Set task - Please quote the entries below word for word, from the line with "Point out the tree" up to and including the line with "Point out the lake".

Records provided -

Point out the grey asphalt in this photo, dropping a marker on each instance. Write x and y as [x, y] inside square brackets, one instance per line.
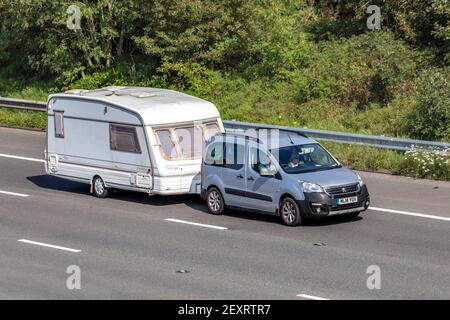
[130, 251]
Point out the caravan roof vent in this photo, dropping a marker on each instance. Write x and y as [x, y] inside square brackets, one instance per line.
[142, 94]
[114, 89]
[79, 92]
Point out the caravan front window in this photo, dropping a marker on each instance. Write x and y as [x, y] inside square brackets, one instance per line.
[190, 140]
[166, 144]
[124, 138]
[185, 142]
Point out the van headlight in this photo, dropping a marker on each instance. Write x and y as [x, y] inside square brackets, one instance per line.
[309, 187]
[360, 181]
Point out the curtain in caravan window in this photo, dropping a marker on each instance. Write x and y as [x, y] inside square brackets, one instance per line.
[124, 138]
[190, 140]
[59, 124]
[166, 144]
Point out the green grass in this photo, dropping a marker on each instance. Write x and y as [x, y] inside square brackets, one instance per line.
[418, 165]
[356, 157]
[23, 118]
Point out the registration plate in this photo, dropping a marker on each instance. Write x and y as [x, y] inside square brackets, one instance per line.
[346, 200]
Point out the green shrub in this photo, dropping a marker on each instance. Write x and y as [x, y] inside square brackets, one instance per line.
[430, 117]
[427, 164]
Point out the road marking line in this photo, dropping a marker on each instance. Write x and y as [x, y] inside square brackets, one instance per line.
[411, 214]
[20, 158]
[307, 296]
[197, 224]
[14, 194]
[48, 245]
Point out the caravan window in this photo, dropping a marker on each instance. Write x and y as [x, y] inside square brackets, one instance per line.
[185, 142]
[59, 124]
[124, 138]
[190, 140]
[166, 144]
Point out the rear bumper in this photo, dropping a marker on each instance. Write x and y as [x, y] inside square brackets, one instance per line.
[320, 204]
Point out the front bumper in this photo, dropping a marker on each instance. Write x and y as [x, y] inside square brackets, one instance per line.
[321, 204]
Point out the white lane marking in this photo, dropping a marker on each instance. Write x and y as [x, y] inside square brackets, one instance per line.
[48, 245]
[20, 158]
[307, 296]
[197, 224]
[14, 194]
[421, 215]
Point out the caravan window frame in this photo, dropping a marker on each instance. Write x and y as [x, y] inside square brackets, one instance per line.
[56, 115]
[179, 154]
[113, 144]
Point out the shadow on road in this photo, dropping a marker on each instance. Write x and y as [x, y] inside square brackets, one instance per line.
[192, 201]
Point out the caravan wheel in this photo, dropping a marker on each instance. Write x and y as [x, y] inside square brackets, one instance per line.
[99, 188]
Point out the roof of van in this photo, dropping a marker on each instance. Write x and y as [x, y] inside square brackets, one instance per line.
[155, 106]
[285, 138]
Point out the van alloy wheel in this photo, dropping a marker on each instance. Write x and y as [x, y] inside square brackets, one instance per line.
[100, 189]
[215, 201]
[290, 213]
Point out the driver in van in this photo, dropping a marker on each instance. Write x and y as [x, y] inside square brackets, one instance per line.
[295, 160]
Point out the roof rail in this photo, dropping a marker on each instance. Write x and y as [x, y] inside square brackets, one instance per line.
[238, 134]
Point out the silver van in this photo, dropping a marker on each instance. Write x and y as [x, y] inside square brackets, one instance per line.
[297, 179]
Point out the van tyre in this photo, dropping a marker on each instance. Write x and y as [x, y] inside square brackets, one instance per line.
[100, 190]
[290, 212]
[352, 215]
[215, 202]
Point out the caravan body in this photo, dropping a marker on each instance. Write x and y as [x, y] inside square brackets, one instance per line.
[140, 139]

...

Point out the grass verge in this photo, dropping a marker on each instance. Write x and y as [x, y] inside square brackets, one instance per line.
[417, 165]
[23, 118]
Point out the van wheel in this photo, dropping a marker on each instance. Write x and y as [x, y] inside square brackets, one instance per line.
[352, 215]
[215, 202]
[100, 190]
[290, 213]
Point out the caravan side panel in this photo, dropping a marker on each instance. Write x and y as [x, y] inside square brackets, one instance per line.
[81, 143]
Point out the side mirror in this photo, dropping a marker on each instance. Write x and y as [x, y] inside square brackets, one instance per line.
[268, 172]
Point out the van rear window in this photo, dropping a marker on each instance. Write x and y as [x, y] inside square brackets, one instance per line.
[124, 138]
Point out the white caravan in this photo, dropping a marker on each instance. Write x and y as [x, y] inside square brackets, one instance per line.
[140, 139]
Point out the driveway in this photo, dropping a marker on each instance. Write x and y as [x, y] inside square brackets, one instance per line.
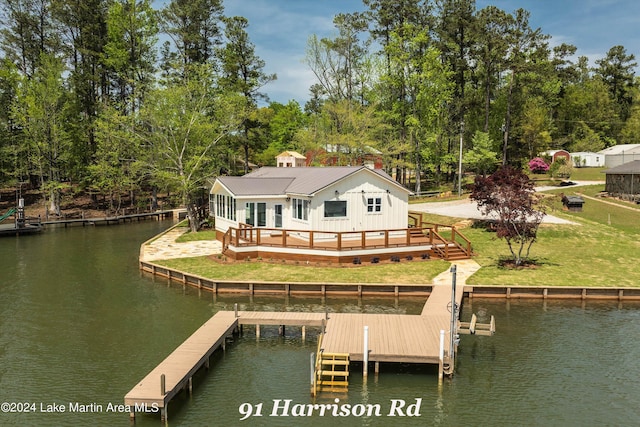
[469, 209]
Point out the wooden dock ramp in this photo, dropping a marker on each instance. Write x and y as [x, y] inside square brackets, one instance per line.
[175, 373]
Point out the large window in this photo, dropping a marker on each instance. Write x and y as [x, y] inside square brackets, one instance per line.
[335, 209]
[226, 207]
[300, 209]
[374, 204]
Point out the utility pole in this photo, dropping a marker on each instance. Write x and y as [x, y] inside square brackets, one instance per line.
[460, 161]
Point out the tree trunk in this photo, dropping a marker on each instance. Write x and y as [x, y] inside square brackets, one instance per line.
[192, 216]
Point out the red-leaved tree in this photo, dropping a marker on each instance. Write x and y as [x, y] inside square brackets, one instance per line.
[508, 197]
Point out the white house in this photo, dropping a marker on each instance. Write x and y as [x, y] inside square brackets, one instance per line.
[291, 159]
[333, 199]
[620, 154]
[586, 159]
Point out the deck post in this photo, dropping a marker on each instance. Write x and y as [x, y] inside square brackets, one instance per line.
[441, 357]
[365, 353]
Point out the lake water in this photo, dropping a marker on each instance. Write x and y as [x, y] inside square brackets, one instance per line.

Written answer -
Point out the tree trunk in this photo, dropping a marker on each instance. Write x and y as [x, y] inside square brackets, one instance per line.
[192, 216]
Point out the red-leaved tree in this photo, dropping a marker on each instance. Write x and y as [x, y] inside square brackets, one instance per line.
[508, 197]
Point out the white house in this photo, dropping a marker on each instance. Write x and y as [x, y] inside square brackets, one instance per line.
[291, 159]
[333, 199]
[620, 154]
[586, 159]
Point out the deck post in this photo, dropping a marker on each instance. Write x and y as [x, y] inside square brackets, one instance per line.
[441, 357]
[365, 353]
Point out the lake water in this photo, dropping a marker on each instance. Write x and y as [x, y] inside square brackets, one instance per line.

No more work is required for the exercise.